##### Input data
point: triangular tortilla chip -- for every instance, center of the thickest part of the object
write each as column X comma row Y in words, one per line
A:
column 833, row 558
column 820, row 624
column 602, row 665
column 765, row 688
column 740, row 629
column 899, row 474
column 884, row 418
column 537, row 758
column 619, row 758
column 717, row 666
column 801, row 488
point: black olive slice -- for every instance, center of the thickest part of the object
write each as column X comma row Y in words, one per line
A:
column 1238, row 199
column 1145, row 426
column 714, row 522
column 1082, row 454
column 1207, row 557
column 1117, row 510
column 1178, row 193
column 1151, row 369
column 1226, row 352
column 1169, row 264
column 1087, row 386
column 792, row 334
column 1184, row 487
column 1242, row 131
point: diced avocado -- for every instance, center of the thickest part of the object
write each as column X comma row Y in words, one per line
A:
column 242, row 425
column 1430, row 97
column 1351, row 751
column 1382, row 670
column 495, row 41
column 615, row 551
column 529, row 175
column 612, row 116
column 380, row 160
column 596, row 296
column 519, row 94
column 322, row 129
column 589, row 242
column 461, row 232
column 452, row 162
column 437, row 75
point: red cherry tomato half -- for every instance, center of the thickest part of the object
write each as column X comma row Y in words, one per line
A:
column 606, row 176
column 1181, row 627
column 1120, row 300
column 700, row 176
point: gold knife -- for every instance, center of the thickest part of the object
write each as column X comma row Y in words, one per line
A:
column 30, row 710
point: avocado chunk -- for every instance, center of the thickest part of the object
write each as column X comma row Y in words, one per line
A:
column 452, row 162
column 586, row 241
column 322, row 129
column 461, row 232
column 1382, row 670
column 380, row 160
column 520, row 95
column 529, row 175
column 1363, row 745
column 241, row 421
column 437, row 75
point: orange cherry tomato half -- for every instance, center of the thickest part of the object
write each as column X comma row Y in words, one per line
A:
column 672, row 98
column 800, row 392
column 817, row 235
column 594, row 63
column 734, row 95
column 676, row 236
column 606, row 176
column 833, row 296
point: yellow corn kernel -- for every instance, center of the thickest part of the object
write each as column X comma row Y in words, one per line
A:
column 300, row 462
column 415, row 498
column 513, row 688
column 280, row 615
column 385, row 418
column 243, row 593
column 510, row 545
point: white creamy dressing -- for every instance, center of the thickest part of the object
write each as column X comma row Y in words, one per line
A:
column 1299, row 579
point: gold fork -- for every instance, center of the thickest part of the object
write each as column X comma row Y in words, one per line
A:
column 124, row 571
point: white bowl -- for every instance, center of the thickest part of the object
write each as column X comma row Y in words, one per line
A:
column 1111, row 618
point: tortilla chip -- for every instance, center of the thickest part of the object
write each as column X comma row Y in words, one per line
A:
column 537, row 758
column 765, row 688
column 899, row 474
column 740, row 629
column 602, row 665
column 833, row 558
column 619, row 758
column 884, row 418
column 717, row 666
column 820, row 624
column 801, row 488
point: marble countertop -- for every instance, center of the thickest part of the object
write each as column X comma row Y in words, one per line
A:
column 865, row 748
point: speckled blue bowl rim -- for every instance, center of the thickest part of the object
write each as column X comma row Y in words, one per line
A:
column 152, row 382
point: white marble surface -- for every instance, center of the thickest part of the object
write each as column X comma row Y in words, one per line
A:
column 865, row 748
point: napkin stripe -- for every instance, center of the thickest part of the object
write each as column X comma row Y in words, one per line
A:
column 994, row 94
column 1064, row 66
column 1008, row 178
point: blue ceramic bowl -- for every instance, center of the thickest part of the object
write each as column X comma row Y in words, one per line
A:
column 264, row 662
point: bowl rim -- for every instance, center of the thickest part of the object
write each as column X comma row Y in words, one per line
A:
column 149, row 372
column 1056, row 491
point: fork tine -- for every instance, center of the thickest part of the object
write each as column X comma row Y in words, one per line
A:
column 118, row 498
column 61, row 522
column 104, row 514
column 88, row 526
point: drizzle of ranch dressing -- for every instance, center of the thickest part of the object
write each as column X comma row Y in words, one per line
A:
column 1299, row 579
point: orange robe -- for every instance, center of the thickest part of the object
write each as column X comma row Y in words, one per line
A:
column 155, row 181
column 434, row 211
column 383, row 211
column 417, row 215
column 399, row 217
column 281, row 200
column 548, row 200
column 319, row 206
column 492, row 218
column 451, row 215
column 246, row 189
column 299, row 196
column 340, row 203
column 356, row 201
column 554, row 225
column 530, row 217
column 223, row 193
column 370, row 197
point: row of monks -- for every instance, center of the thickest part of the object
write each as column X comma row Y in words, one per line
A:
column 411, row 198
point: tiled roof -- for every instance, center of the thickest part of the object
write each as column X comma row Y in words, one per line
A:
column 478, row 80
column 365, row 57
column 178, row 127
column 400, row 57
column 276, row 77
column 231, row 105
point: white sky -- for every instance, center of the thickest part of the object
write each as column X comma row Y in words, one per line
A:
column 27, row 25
##########
Rewrite every line of the listing, replacing "thickest part" with "widest part" and keeping everything else the same.

point: triangular tortilla chip -- for every instance, center of the widest part of the object
write each as column X comma row Y in words, one per line
A:
column 833, row 558
column 820, row 624
column 602, row 665
column 765, row 688
column 740, row 629
column 899, row 474
column 884, row 418
column 537, row 758
column 619, row 758
column 717, row 666
column 801, row 488
point: black olive slice -- for every instance, center of the widest part of the object
write each as column X comma row Y in words, one per line
A:
column 1238, row 199
column 1145, row 426
column 714, row 522
column 1082, row 454
column 1207, row 557
column 1117, row 510
column 1178, row 193
column 1151, row 369
column 1226, row 352
column 1169, row 264
column 1087, row 386
column 792, row 334
column 1184, row 487
column 1242, row 131
point: diced avocado -- for every instance, center of the widest part of the object
write each as column X comma row Y in words, one per line
A:
column 242, row 425
column 1430, row 97
column 1351, row 751
column 1382, row 670
column 495, row 41
column 615, row 551
column 529, row 175
column 612, row 116
column 380, row 160
column 596, row 296
column 519, row 94
column 322, row 129
column 589, row 242
column 461, row 232
column 452, row 162
column 437, row 75
point: red cherry tomato half -- for every instance, center of the widest part of the object
write each as column X comma row Y in words, one per line
A:
column 606, row 176
column 1181, row 627
column 1120, row 300
column 700, row 176
point: gold knife -- for every instance, center of the widest part of the object
write each as column X comma row Y in words, one per line
A:
column 30, row 710
point: avocado chunk -- for every instance, center of the widest part of the object
write each as column X comma row Y in words, one per line
A:
column 452, row 162
column 586, row 241
column 322, row 129
column 461, row 232
column 1382, row 670
column 380, row 160
column 520, row 95
column 529, row 175
column 1363, row 745
column 241, row 421
column 437, row 75
point: orange cherry tomato half -- for every instance, center of the widest part of the object
write each as column X comma row Y in words, one per line
A:
column 672, row 98
column 800, row 392
column 817, row 235
column 594, row 63
column 734, row 95
column 676, row 236
column 606, row 176
column 833, row 296
point: yellow corn kernel -- for every instance, center of the widest part of the object
write each as column X comma row Y in words, one per line
A:
column 300, row 462
column 415, row 498
column 513, row 688
column 280, row 615
column 385, row 418
column 243, row 593
column 510, row 545
point: white creamy dressing -- for every instance, center of the widest part of the object
write each as column X comma row Y in words, one per line
A:
column 1299, row 579
point: gold fork -- for every instance, center of the widest part of the object
write each as column X comma row Y in words, one per line
A:
column 124, row 571
point: white bowl -- for every instance, center of the widest part of the object
write each as column X comma row Y in words, one per line
A:
column 1111, row 618
point: tortilla chip -- for every instance, center of the widest part of the object
write each as column X comma row Y in words, one per line
A:
column 537, row 758
column 765, row 688
column 899, row 474
column 740, row 629
column 602, row 665
column 833, row 558
column 619, row 758
column 884, row 418
column 717, row 666
column 820, row 624
column 801, row 488
point: marble countertop -- for every instance, center of the widest part of the object
write each as column X comma row Y in words, one per line
A:
column 865, row 748
point: speckled blue bowl rim -- for every instance, center of the widest part of the object
write each as column X comma row Y in words, one per line
A:
column 152, row 382
point: white marble surface -- for every instance, center of the widest part of the object
write each as column X comma row Y in words, one per line
A:
column 865, row 748
point: napkin stripe -- for every instance, center of the widest part of the object
write each as column X comma row Y in words, one per line
A:
column 994, row 94
column 1064, row 66
column 1008, row 178
point: blue ceramic bowl -- for every instance, center of the widest part of the object
write each as column X comma row Y in words, one per line
A:
column 264, row 662
point: bowl rim -- for every instance, center of the widest part of the object
write each as column X comma row Y in words, one per line
A:
column 149, row 372
column 1056, row 491
point: fork tine -- for every instance, center of the widest part of the object
write each as column X comma row Y in words, one per line
A:
column 118, row 498
column 61, row 522
column 104, row 514
column 88, row 526
point: drizzle of ranch dressing -- for every instance, center of the widest part of the object
write each as column X comma row Y in words, one per line
A:
column 1299, row 579
point: orange robe -- for every instance, center of the widest part of the object
write each as column X comma row Y in words, one per line
A:
column 155, row 181
column 434, row 211
column 383, row 211
column 417, row 215
column 399, row 217
column 281, row 200
column 548, row 200
column 319, row 206
column 492, row 218
column 451, row 215
column 246, row 189
column 299, row 196
column 340, row 203
column 356, row 201
column 554, row 225
column 530, row 217
column 223, row 193
column 370, row 197
point: row of monks -- for every instance, center of the widest part of the object
write each as column X comma row Y in words, one per line
A:
column 411, row 198
point: tiled roof -- for every instance, center of the widest part of the object
write each as column X comma row Y in words, one per line
A:
column 478, row 80
column 365, row 57
column 178, row 127
column 400, row 57
column 276, row 77
column 231, row 105
point: white sky -- for every instance, center of the widest part of the object
write each as column X comma row Y in words, one per line
A:
column 27, row 25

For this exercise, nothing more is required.